[Position identification records]
※ ※ ※

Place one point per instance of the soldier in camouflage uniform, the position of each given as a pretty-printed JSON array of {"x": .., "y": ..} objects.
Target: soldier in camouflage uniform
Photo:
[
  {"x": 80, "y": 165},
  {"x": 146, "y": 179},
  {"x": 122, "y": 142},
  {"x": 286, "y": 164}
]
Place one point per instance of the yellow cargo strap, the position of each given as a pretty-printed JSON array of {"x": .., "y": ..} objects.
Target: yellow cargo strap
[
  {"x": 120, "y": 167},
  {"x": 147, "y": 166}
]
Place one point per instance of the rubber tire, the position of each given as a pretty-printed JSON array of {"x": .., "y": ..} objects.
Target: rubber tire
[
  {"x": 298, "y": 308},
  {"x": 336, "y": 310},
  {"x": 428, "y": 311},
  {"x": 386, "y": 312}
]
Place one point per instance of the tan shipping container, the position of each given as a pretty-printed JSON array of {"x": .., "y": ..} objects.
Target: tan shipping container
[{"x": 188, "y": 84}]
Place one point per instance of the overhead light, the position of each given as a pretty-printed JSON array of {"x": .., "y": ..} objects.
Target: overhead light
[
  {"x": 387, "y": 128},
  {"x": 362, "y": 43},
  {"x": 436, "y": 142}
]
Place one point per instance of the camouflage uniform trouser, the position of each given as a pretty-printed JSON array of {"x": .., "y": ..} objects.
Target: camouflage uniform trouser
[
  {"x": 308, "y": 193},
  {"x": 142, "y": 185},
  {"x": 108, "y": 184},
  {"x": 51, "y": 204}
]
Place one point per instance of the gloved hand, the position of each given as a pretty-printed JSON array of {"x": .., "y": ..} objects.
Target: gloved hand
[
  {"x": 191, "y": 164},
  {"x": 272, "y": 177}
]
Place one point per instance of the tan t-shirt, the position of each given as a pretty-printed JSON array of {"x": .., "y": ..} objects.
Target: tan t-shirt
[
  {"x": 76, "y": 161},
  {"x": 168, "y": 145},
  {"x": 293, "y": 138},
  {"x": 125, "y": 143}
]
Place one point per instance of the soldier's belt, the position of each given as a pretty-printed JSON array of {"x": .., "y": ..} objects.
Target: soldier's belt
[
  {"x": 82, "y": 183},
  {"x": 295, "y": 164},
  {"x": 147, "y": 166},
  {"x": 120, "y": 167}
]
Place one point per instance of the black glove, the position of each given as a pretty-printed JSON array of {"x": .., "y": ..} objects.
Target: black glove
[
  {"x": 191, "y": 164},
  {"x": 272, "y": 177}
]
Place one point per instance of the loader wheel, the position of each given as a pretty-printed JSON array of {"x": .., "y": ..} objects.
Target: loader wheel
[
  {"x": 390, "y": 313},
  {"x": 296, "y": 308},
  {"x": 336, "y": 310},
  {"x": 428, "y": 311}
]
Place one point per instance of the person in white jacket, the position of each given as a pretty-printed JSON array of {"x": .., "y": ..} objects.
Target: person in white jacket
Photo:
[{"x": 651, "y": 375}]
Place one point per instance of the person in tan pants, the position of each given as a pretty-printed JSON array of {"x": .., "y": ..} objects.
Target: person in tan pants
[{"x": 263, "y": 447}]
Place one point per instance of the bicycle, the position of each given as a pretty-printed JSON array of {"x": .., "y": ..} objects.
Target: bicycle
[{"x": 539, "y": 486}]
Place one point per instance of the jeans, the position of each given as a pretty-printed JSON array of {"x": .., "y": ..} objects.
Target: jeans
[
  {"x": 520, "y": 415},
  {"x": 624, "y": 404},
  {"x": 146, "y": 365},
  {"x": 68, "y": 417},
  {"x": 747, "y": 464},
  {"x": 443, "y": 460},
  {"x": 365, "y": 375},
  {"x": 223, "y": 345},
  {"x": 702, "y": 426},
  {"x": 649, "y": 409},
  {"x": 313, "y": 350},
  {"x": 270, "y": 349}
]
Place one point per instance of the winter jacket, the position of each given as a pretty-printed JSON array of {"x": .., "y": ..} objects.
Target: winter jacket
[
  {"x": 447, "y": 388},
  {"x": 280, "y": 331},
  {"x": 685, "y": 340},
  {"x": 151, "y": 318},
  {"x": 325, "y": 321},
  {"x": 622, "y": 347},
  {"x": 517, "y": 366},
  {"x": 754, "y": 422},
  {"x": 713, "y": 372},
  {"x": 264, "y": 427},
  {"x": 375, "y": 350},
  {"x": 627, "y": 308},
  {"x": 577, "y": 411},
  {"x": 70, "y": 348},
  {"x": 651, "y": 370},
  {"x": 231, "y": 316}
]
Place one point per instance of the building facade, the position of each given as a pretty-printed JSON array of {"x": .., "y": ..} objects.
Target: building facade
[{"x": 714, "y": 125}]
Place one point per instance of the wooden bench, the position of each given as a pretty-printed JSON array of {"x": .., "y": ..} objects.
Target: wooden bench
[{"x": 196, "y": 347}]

※ ※ ※

EXERCISE BRIEF.
Copy the records above line for line, with nothing changed.

RESULT OF THE TASK.
Place one point per instance of the soldier in camouflage uniform, the position of each given as a pretty-printed JSON array of {"x": .., "y": ..} objects.
Target: soldier in camouflage uniform
Photo:
[
  {"x": 80, "y": 165},
  {"x": 146, "y": 179},
  {"x": 122, "y": 142},
  {"x": 286, "y": 164}
]
Place one point per instance of the yellow cargo strap, the position of each given as a pretty-printed JSON array of {"x": .., "y": ..} objects.
Target: yellow cargo strap
[
  {"x": 120, "y": 167},
  {"x": 147, "y": 166}
]
Place one point per instance of the rubber tire, the position of each given as a pretty-printed JSON array of {"x": .., "y": ..} objects.
Target: rubber tire
[
  {"x": 298, "y": 308},
  {"x": 336, "y": 310},
  {"x": 428, "y": 311},
  {"x": 386, "y": 312}
]
Place one point per instance of the tan shipping container, the position of each given as a pretty-printed JSON array of {"x": .., "y": ..} objects.
Target: tan shipping container
[{"x": 188, "y": 84}]
Place one point per instance of the overhead light, the position of each given as a pretty-printed JSON array of {"x": .., "y": ..} objects.
Target: overhead light
[
  {"x": 387, "y": 128},
  {"x": 362, "y": 43},
  {"x": 436, "y": 142}
]
Place one point per instance of the camouflage uniform trouser, the position of each given as a pretty-printed JSON array of {"x": .., "y": ..} objects.
Target: camouflage uniform trouser
[
  {"x": 308, "y": 193},
  {"x": 142, "y": 185},
  {"x": 108, "y": 184},
  {"x": 51, "y": 204}
]
Place one point per instance of the gloved hand, the position of each given as a pretty-printed JSON array of {"x": .., "y": ..} objects.
Target: gloved hand
[
  {"x": 191, "y": 164},
  {"x": 272, "y": 177}
]
Place one point per instance of the tan t-shirt, the position of each given as a pretty-printed JSON array of {"x": .., "y": ..} objects.
Target: tan t-shirt
[
  {"x": 76, "y": 161},
  {"x": 168, "y": 145},
  {"x": 293, "y": 138},
  {"x": 125, "y": 143}
]
Place one point per instance of the soldier's belt, the position of each given as a pretty-printed JSON array of {"x": .., "y": ..} objects.
Target: soldier's belt
[
  {"x": 82, "y": 183},
  {"x": 295, "y": 164},
  {"x": 147, "y": 166},
  {"x": 120, "y": 167}
]
Place one point per instance of the black glove, the position of each given as a pretty-printed JSON array of {"x": .., "y": ..} objects.
Target: black glove
[
  {"x": 191, "y": 164},
  {"x": 272, "y": 177}
]
Place one point per instance of the loader wheel, the position of each given as a pretty-printed JSON array of {"x": .., "y": ..} objects.
Target: loader wheel
[
  {"x": 390, "y": 313},
  {"x": 296, "y": 308},
  {"x": 336, "y": 310},
  {"x": 428, "y": 311}
]
Place one point per instance of the person in white jacket, the position of each given as a pretty-printed JSON array of {"x": .., "y": ..} objects.
Target: person in white jacket
Photo:
[{"x": 651, "y": 375}]
Place one point per instance of the person in tan pants, the position of each given as a pretty-printed JSON array of {"x": .., "y": ..} objects.
Target: person in tan pants
[{"x": 263, "y": 447}]
Place one point per instance of the bicycle, the position of each given as a pretty-printed JSON array of {"x": .., "y": ..} objects.
Target: bicycle
[{"x": 539, "y": 486}]
Place one point per instance of the jeans, the position of each given as a pretty-printed JSON array of {"x": .., "y": ..} objects.
Target: jeans
[
  {"x": 520, "y": 415},
  {"x": 624, "y": 404},
  {"x": 146, "y": 365},
  {"x": 68, "y": 417},
  {"x": 747, "y": 464},
  {"x": 443, "y": 460},
  {"x": 365, "y": 375},
  {"x": 223, "y": 345},
  {"x": 702, "y": 426},
  {"x": 649, "y": 409},
  {"x": 313, "y": 350},
  {"x": 270, "y": 349}
]
Place one point per instance of the winter jacket, the position of each given as a pretty-printed JSON array of {"x": .., "y": ..} objects.
Target: winter jacket
[
  {"x": 447, "y": 388},
  {"x": 280, "y": 331},
  {"x": 685, "y": 340},
  {"x": 151, "y": 318},
  {"x": 325, "y": 321},
  {"x": 622, "y": 347},
  {"x": 517, "y": 366},
  {"x": 754, "y": 422},
  {"x": 713, "y": 372},
  {"x": 264, "y": 427},
  {"x": 375, "y": 350},
  {"x": 627, "y": 308},
  {"x": 577, "y": 411},
  {"x": 70, "y": 348},
  {"x": 651, "y": 370},
  {"x": 231, "y": 316}
]
Place one point per instance of the building facade, the position of each given as a pretty-printed JSON array of {"x": .., "y": ..} objects.
Target: building facade
[{"x": 714, "y": 125}]
Place one point per instance of the wooden bench, the position of each given as a pretty-printed JSON array of {"x": .., "y": ..} objects.
Target: wooden bench
[{"x": 196, "y": 347}]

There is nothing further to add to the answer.